Exercise prompt
From the post below on political intimidation and health insurers, extract the passage starting at "Okay, so we're" and ending at "H&R Block, though.", word for word.

Text provided
((

Healther Skelter: The Intimidation Won't Work

8 years ago

Okay, so we're currently living in a climate of fear. I personally understand that I will be audited by the IRS next year because there's no chance someone didn't report me to flag@whitehouse.gov, but at least I know I'll be in good company. Thank God for H&R Block, though.

Of course, individual activists will probably not be subject to an X-Files-movie esque FEMA guided roundup and subsequent declaration of martial law. The government never does anything that overt. Plus, other than the possibility of spending the rest of my life having my ear chewed off by Glenn Beck, the possibility of living in a camp (no rent, three square meals, no telemarketers) doesn't strike me as that bad. Its too bad, really. Insurance companies, on the other hand, had better watch their backs.

In a move some fear is a reprisal for opposing President Obama’s health care plan, Democrats sent 52 letters to health insurers requesting financial records for a House committee’s investigation.

))

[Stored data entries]
((

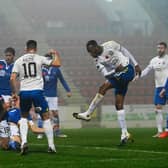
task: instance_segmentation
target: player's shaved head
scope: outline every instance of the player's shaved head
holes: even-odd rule
[[[12,48],[12,47],[8,47],[8,48],[5,49],[4,53],[5,53],[5,55],[8,54],[8,53],[10,53],[12,55],[15,55],[15,49]]]
[[[98,46],[97,42],[95,40],[90,40],[86,44],[87,51],[90,52],[90,47],[96,47]]]
[[[158,45],[163,45],[165,48],[167,48],[167,44],[165,42],[163,42],[163,41],[158,43]]]
[[[36,50],[37,49],[37,42],[35,40],[28,40],[26,42],[27,50]]]

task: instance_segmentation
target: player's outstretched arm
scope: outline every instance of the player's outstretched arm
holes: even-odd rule
[[[18,95],[17,95],[17,73],[13,72],[10,77],[10,84],[11,84],[11,89],[12,89],[12,99],[13,100],[18,100]]]
[[[123,46],[121,46],[121,52],[126,56],[128,57],[131,62],[134,64],[135,66],[135,72],[136,72],[136,75],[139,75],[141,76],[141,68],[140,66],[138,65],[138,62],[136,61],[136,59],[134,58],[134,56]]]
[[[51,50],[49,51],[49,54],[52,55],[51,66],[56,66],[56,67],[61,66],[61,60],[60,60],[59,53],[58,53],[56,50],[51,49]]]

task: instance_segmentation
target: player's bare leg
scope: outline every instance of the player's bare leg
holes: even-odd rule
[[[73,113],[73,117],[80,120],[90,121],[91,120],[91,114],[94,112],[96,107],[99,105],[99,103],[103,100],[104,95],[106,94],[107,90],[113,88],[112,84],[109,82],[103,83],[102,86],[99,88],[99,92],[96,94],[94,99],[89,105],[89,108],[84,113]]]
[[[117,94],[115,97],[115,106],[117,110],[118,122],[121,128],[121,140],[119,144],[120,146],[126,144],[128,141],[133,142],[131,134],[127,131],[124,110],[124,98],[125,96],[120,94]]]
[[[160,134],[163,132],[163,113],[162,113],[163,109],[162,109],[162,105],[156,105],[156,125],[157,125],[157,133],[155,135],[153,135],[153,138],[158,138],[160,136]]]
[[[49,118],[49,112],[42,114],[43,118],[43,128],[48,140],[48,152],[56,153],[55,145],[54,145],[54,136],[53,136],[53,127],[51,124],[51,120]]]
[[[27,144],[27,134],[28,134],[28,113],[22,114],[22,118],[19,120],[19,130],[20,130],[20,137],[21,137],[21,155],[25,155],[28,151],[28,144]]]

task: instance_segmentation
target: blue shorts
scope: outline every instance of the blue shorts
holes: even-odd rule
[[[48,112],[48,103],[42,90],[20,92],[21,113],[28,113],[32,105],[34,105],[34,107],[41,107],[40,114]]]
[[[20,109],[12,108],[12,109],[8,110],[8,113],[7,113],[7,121],[8,122],[13,122],[13,123],[17,124],[19,122],[20,118],[21,118]],[[27,119],[29,121],[32,120],[32,117],[30,116],[30,114]]]
[[[154,93],[154,104],[155,105],[165,105],[166,104],[166,95],[164,97],[160,97],[159,94],[161,92],[161,90],[164,87],[158,87],[155,88],[155,93]]]
[[[115,73],[108,81],[115,88],[115,95],[120,94],[125,96],[128,90],[128,84],[133,80],[135,70],[132,65],[128,65],[122,72]]]

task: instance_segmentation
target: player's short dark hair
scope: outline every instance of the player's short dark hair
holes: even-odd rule
[[[35,41],[35,40],[28,40],[26,42],[26,48],[27,49],[37,49],[37,41]]]
[[[3,119],[5,115],[5,109],[3,107],[4,99],[0,96],[0,121]]]
[[[160,43],[158,43],[158,45],[163,45],[165,48],[167,48],[167,44],[166,44],[166,42],[160,42]]]
[[[15,55],[15,49],[12,47],[8,47],[5,49],[4,53],[11,53],[12,55]]]
[[[86,44],[86,49],[89,52],[89,46],[98,46],[97,42],[95,40],[89,40]]]
[[[52,55],[49,53],[45,54],[44,56],[47,57],[48,59],[52,59]]]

))

Answer
Okay, so we're currently living in a climate of fear. I personally understand that I will be audited by the IRS next year because there's no chance someone didn't report me to flag@whitehouse.gov, but at least I know I'll be in good company. Thank God for H&R Block, though.